Print every record exactly, with nothing added or left out.
--------------------------------------------------
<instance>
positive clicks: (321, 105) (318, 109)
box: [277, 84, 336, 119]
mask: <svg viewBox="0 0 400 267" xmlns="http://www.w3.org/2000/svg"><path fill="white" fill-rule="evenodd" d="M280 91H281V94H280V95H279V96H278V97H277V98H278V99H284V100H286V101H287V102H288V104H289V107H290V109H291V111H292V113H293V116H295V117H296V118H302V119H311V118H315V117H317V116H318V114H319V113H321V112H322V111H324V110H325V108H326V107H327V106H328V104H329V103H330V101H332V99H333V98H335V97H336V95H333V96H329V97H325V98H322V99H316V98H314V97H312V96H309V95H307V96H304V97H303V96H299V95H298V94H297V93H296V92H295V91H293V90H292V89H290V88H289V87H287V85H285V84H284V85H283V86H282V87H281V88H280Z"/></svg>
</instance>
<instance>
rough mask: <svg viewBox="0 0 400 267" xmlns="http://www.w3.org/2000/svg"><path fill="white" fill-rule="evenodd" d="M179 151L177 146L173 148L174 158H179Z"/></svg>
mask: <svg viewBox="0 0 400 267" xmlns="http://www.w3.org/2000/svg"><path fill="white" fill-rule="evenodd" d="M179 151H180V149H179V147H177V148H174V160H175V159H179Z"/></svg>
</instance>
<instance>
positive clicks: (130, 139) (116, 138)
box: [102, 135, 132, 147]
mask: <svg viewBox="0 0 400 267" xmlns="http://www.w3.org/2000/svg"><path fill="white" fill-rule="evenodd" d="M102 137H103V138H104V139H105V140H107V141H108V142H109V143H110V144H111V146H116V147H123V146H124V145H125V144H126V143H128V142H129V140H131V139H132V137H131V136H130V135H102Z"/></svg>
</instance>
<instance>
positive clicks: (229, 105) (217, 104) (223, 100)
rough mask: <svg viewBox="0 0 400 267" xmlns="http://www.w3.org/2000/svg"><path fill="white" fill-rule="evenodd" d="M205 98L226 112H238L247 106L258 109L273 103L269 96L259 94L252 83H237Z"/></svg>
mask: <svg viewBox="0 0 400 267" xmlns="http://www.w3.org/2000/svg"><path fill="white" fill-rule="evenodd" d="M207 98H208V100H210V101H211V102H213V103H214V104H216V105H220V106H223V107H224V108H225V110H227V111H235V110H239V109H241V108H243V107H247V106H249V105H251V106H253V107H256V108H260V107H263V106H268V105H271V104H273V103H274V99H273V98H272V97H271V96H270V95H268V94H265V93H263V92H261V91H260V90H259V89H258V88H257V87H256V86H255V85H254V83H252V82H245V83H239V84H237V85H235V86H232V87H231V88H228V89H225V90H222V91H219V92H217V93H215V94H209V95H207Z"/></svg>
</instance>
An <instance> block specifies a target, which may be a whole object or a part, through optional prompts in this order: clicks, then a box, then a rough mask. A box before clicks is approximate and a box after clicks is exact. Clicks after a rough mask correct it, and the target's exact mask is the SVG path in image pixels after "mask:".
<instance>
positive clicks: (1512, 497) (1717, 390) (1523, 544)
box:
--------------------------------------------------
§ Output for this exercise:
<instance>
positive clicks: (321, 105) (318, 109)
box: [277, 84, 336, 119]
mask: <svg viewBox="0 0 400 267" xmlns="http://www.w3.org/2000/svg"><path fill="white" fill-rule="evenodd" d="M280 91H281V94H280V95H279V96H278V97H277V98H278V99H284V100H286V101H287V102H288V104H289V107H290V109H291V111H292V113H293V116H295V117H296V118H302V119H311V118H315V117H317V116H318V114H319V113H321V112H322V111H324V110H325V108H326V107H327V106H328V104H329V103H330V101H332V99H333V98H335V97H336V95H333V96H329V97H325V98H322V99H316V98H314V97H312V96H309V95H307V96H304V97H303V96H299V95H298V94H297V93H296V92H295V91H293V90H292V89H290V88H289V87H287V85H285V84H284V85H283V86H282V87H281V88H280Z"/></svg>
</instance>
<instance>
rough mask: <svg viewBox="0 0 400 267" xmlns="http://www.w3.org/2000/svg"><path fill="white" fill-rule="evenodd" d="M179 151L177 146L173 148L174 158H179Z"/></svg>
mask: <svg viewBox="0 0 400 267" xmlns="http://www.w3.org/2000/svg"><path fill="white" fill-rule="evenodd" d="M179 151H180V149H179V147H177V148H174V160H175V159H179Z"/></svg>
</instance>
<instance>
positive clicks: (130, 139) (116, 138)
box: [102, 135, 132, 147]
mask: <svg viewBox="0 0 400 267" xmlns="http://www.w3.org/2000/svg"><path fill="white" fill-rule="evenodd" d="M102 137H103V138H104V139H105V140H107V141H108V142H109V143H110V144H111V146H116V147H123V146H124V145H125V144H126V143H128V142H129V140H131V139H132V137H131V136H130V135H102Z"/></svg>
</instance>
<instance>
positive clicks: (229, 105) (217, 104) (223, 100)
rough mask: <svg viewBox="0 0 400 267" xmlns="http://www.w3.org/2000/svg"><path fill="white" fill-rule="evenodd" d="M205 98L226 112H238L247 106L258 109L273 103L269 96L259 94L252 83H237Z"/></svg>
mask: <svg viewBox="0 0 400 267" xmlns="http://www.w3.org/2000/svg"><path fill="white" fill-rule="evenodd" d="M207 98H208V100H210V101H211V102H213V103H214V104H216V105H220V106H223V107H224V108H225V110H227V111H235V110H239V109H241V108H243V107H247V106H249V105H251V106H253V107H256V108H260V107H263V106H268V105H271V104H273V103H274V99H273V98H272V97H271V96H270V95H268V94H265V93H263V92H261V91H260V90H259V89H258V88H257V87H256V86H255V85H254V83H252V82H245V83H239V84H237V85H235V86H232V87H231V88H228V89H225V90H222V91H219V92H217V93H215V94H209V95H207Z"/></svg>
</instance>
An <instance> block specifies a target, which may be a whole object or a part, through optional prompts in this order: clicks, then a box, then a rough mask. A box before clicks is approximate and a box after clicks is exact. Clicks after a rough mask correct it, and the target's exact mask is the SVG path in image pixels after "mask:".
<instance>
positive clicks: (1512, 497) (1717, 390) (1523, 544)
box:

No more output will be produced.